# [Compito assegnato 1]
Individua nelle voci ogni riga che contiene la parola "coffee" e ricopiala.

----- Brano di testo -----

Esclusiva-Aronica: “Higuain aveva capito il gap con la Juve. Quagliarella mi abbracciò. Palermo alla deriva…”

Negli ultimi anni ha rinforzato la retroguardia di Palermo e Reggina, ma tutti lo ricordano soprattutto per l’incredibile salvezza con i calabresi e per aver contribuito all’ascesa del Napoli di Mazzarri, giocando titolare anche in Champions. Si tratta di Salvatore Aronica, il cosiddetto “lucchetto palermitano”, che oggi cova il desiderio di vestire i panni di allenatore. Aronica ha concesso un’intervista in esclusiva a Soccermagazine parlando di passato e futuro, toccando inevitabilmente anche alcuni temi d’attualità:

Aronica - Fonte immagine: Steindy, Wikipedia
Aronica – Fonte immagine: Steindy, Wikipedia
Tu hai avuto modo di vedere da vicino la Juventus di Ferrara, Conte e Zidane: pensi che quella di oggi possa diventare o essere già superiore?
Diciamo che la Juve che ho vissuto io nel ’96, la Juve di Lippi, era una Juve che ha vinto tutto, ha vinto la Champions. Alla Juve di oggi, anche se in campionato, in Italia, si sta attestando da 5-6 anni ormai in maniera costante, credo che manchi solo quel piccolo step per cercare di ottenere in Europa quello che si è ottenuto tantissimi anni fa con la finale di Roma.

----- Voci fornite -----

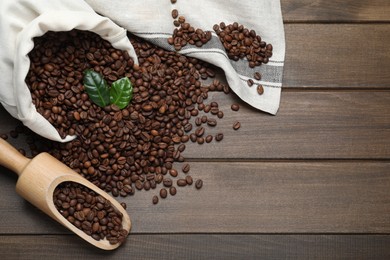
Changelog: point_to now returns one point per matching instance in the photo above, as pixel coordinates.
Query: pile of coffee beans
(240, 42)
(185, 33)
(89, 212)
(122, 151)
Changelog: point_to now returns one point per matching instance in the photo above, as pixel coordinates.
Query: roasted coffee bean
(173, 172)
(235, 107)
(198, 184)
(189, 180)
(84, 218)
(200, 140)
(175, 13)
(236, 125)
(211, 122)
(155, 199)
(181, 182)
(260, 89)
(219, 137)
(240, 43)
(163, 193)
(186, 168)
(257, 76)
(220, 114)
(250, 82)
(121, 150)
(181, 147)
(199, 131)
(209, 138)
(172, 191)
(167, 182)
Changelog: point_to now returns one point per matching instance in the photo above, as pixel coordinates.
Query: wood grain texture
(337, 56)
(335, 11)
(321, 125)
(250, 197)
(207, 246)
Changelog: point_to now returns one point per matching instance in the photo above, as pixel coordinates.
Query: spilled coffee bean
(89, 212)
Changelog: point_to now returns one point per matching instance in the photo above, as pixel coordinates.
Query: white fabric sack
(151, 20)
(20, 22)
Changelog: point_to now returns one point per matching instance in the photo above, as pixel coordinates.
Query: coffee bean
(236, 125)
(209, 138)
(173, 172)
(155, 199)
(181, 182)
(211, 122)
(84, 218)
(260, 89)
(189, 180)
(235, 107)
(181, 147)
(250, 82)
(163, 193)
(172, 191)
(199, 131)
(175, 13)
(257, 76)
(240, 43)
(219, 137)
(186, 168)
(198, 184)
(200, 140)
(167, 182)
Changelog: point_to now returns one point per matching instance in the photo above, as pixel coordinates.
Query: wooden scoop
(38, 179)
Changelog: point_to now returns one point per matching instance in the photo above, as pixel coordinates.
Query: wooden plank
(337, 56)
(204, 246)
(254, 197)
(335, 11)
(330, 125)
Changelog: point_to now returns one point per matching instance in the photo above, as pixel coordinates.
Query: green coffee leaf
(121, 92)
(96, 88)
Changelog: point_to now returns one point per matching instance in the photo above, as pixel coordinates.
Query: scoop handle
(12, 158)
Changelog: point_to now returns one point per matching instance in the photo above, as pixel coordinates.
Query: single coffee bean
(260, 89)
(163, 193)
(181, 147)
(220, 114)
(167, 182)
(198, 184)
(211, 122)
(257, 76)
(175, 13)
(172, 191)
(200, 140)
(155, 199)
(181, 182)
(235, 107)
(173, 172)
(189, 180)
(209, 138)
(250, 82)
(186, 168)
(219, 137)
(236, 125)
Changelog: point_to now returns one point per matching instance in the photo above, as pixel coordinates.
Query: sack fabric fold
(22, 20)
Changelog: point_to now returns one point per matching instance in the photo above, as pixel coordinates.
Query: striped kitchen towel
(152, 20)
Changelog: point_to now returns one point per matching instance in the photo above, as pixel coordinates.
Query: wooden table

-----

# [Compito assegnato 2]
Cita alla lettera la parte dell'intervista ad Aronica compresa tra "Diciamo che la" e "finale di Roma.", estremi inclusi.

# [Risposta esercizio 1]
Query: pile of coffee beans
Query: roasted coffee bean
Query: spilled coffee bean
Query: coffee bean
Query: green coffee leaf
Query: single coffee bean

# [Risposta esercizio 2]
Diciamo che la Juve che ho vissuto io nel ’96, la Juve di Lippi, era una Juve che ha vinto tutto, ha vinto la Champions. Alla Juve di oggi, anche se in campionato, in Italia, si sta attestando da 5-6 anni ormai in maniera costante, credo che manchi solo quel piccolo step per cercare di ottenere in Europa quello che si è ottenuto tantissimi anni fa con la finale di Roma.